◆ Given task
Copy all of the entries below, substituting "Put a dot" for every occurrence of "Place a marker" and changing nothing else. Leave the pictures out of your copy.

Named-object pointing entries
***

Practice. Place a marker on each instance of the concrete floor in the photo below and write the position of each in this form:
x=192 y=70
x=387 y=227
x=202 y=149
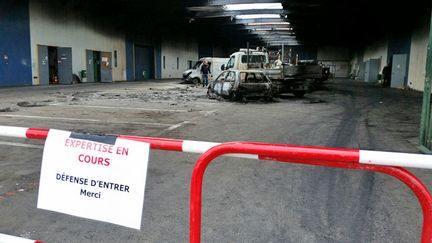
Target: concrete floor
x=243 y=200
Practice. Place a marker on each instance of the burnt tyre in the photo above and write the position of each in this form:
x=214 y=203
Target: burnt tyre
x=299 y=94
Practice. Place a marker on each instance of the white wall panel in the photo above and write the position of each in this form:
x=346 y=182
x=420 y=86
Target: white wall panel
x=64 y=29
x=377 y=50
x=173 y=48
x=417 y=68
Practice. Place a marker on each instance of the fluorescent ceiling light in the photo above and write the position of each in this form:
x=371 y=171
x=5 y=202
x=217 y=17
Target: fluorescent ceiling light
x=257 y=16
x=268 y=23
x=262 y=29
x=249 y=6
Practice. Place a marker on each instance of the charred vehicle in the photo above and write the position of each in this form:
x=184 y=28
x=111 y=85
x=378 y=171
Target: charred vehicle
x=241 y=84
x=295 y=79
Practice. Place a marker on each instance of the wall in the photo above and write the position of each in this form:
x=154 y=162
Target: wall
x=377 y=50
x=333 y=53
x=15 y=64
x=63 y=28
x=336 y=58
x=417 y=63
x=145 y=41
x=173 y=47
x=303 y=52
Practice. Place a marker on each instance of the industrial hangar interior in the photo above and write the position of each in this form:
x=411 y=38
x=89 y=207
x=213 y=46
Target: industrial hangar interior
x=318 y=84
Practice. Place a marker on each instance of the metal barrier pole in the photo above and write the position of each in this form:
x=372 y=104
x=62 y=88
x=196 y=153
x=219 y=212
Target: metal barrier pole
x=342 y=158
x=307 y=156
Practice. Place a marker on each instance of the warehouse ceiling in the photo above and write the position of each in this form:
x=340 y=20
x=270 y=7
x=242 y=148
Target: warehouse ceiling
x=308 y=22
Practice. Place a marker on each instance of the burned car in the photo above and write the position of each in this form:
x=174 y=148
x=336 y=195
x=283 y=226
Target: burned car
x=241 y=84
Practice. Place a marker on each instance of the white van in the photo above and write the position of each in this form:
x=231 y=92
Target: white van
x=194 y=75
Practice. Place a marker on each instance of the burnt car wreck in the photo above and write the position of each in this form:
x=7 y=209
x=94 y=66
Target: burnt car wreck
x=241 y=84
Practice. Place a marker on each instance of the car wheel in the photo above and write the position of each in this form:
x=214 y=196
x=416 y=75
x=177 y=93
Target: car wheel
x=233 y=96
x=210 y=93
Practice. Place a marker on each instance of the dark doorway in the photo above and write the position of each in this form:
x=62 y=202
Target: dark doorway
x=93 y=66
x=53 y=65
x=144 y=62
x=96 y=65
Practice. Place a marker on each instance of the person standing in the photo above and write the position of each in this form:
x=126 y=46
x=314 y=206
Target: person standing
x=205 y=70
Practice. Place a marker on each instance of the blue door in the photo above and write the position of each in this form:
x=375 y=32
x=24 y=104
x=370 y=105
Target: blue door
x=399 y=67
x=144 y=62
x=64 y=55
x=43 y=65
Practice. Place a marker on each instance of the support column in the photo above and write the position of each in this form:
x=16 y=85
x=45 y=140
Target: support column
x=425 y=125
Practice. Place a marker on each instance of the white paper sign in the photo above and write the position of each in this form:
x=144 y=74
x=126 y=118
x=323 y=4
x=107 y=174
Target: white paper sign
x=96 y=177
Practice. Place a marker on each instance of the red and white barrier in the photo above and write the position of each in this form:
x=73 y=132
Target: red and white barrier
x=326 y=154
x=13 y=239
x=383 y=162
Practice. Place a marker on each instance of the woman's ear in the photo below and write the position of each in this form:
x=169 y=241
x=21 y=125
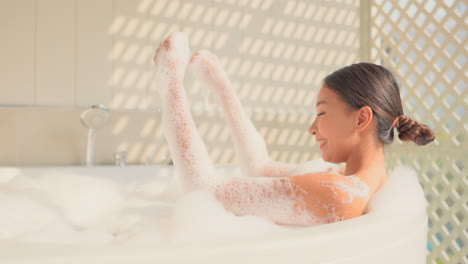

***

◆ Worked answer
Practice. Put a dot on each instance of the concrete floor in the photo below and write the position of each in this form:
x=192 y=70
x=387 y=227
x=202 y=149
Target: concrete floor
x=243 y=200
Practice. Put a dot on each instance of the burnt tyre in the photo above and write the position of each in this form:
x=214 y=203
Target: burnt tyre
x=299 y=94
Practice. Put a dot on each instance of the white wall panel in the photo above and write the position of each in this form:
x=346 y=182
x=420 y=86
Target: white wall panel
x=64 y=29
x=377 y=50
x=173 y=48
x=417 y=68
Practice. Put a dot on each instance of the fluorescent ceiling light in the photo above and write the position of each in this form:
x=371 y=171
x=5 y=202
x=217 y=17
Target: fluorescent ceiling light
x=257 y=16
x=268 y=23
x=262 y=29
x=249 y=6
Practice. Put a dot on each instance of the charred vehicle in the photo above and write the position of each in this form:
x=184 y=28
x=111 y=85
x=378 y=171
Target: charred vehicle
x=241 y=84
x=295 y=79
Practice. Put a dot on each instance of the wall in the photo above and write the position of each in this form:
x=154 y=162
Target: wall
x=377 y=50
x=333 y=53
x=15 y=64
x=63 y=28
x=336 y=58
x=417 y=63
x=145 y=41
x=173 y=47
x=303 y=52
Practice. Put a dot on each instance of the industrial hangar interior in the photo above and write the position of each in this form:
x=411 y=38
x=89 y=207
x=213 y=46
Target: industrial hangar interior
x=318 y=84
Practice. Put a dot on each instance of the metal barrier pole in the photo above and write the position of each in this form:
x=372 y=104
x=62 y=88
x=196 y=153
x=219 y=212
Target: metal barrier pole
x=342 y=158
x=307 y=156
Practice. Put a dot on each instance of the warehouse ceiling in the photo above and write the position of each in this form:
x=340 y=20
x=270 y=7
x=242 y=148
Target: warehouse ceiling
x=308 y=22
Practice. Put a dot on each instance of the burned car in the photo above and write the position of each in this form:
x=174 y=148
x=336 y=195
x=283 y=226
Target: burned car
x=241 y=84
Practice. Put a dot on each instance of the white van in the photo above and write the position of each in this form:
x=231 y=92
Target: white van
x=194 y=75
Practice. Put a dot on each instance of the burnt car wreck in the photo above and write the position of each in this form:
x=7 y=209
x=94 y=66
Target: burnt car wreck
x=241 y=84
Practice. Put a dot on each instance of the car wheel in the photo above and write the position of each in this form:
x=214 y=196
x=416 y=75
x=177 y=93
Target: car wheel
x=233 y=96
x=210 y=93
Practice. Put a dot on each instance of the dark doorway in the photo above and write the position of each in this form:
x=62 y=202
Target: dark doorway
x=93 y=66
x=53 y=65
x=144 y=62
x=96 y=65
Practice. Put a dot on each instance of the person standing in the photo above and write the position of each in this form:
x=126 y=46
x=314 y=206
Target: person standing
x=205 y=70
Practice. Put a dot on each instance of the blue door in the photo above and write the position of each in this form:
x=375 y=32
x=24 y=104
x=370 y=105
Target: blue door
x=399 y=67
x=144 y=62
x=64 y=55
x=43 y=65
Practice. Put a dot on each instance of the support column in the photo above and write the position of each in this form:
x=16 y=85
x=45 y=140
Target: support column
x=425 y=125
Practice. Put a dot on each instance of the white paper sign in the photo above and write the position of each in this form:
x=144 y=74
x=126 y=118
x=323 y=4
x=107 y=174
Target: white paper sign
x=96 y=177
Practice. Put a dot on each instance of the red and white barrier in the photo above and write the position of each in this form:
x=73 y=132
Target: red and white barrier
x=326 y=154
x=13 y=239
x=383 y=162
Practice. Put a dot on each instance of the woman's ear in the photo below and write the position of each in this form:
x=169 y=241
x=21 y=125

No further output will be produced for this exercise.